╭─ Data in this exercise
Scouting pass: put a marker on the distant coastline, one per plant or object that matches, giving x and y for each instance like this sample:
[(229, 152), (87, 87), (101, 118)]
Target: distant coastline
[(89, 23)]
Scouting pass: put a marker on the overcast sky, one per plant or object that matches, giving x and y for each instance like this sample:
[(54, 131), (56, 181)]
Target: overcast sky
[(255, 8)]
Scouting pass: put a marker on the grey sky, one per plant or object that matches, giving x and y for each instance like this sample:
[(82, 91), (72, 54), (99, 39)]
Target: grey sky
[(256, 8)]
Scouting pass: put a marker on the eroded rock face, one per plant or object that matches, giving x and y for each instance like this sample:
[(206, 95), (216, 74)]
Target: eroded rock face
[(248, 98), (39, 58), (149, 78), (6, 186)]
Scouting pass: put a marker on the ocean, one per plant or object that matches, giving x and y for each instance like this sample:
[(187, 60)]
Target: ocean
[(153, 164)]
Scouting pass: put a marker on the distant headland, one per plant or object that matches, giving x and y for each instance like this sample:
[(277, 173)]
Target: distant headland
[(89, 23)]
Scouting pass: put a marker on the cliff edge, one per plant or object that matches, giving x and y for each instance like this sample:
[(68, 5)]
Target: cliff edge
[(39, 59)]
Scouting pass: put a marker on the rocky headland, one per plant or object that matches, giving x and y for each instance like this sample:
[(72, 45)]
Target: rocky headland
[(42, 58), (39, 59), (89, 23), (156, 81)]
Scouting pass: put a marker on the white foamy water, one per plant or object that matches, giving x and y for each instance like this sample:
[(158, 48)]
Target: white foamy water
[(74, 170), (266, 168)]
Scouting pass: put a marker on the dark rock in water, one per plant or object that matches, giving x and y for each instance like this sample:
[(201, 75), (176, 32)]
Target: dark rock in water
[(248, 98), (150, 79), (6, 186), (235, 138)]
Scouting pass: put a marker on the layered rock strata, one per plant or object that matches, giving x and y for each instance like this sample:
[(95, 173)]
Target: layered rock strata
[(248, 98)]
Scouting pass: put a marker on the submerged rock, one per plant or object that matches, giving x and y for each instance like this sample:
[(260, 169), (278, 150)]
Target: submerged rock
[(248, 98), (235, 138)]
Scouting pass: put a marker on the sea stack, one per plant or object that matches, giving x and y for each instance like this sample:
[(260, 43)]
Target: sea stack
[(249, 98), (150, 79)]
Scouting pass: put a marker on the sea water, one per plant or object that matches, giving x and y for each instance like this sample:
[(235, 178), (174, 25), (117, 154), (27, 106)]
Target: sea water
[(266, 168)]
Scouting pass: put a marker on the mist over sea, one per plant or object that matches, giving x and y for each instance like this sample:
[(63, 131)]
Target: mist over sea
╰─
_Goal of the exercise:_
Please return all lines above in which the string "mist" is found.

_Answer box:_
Scouting pass: put a marker on the mist over sea, one per plant or object that matches, giving x and y for each instance like this sample:
Target: mist over sea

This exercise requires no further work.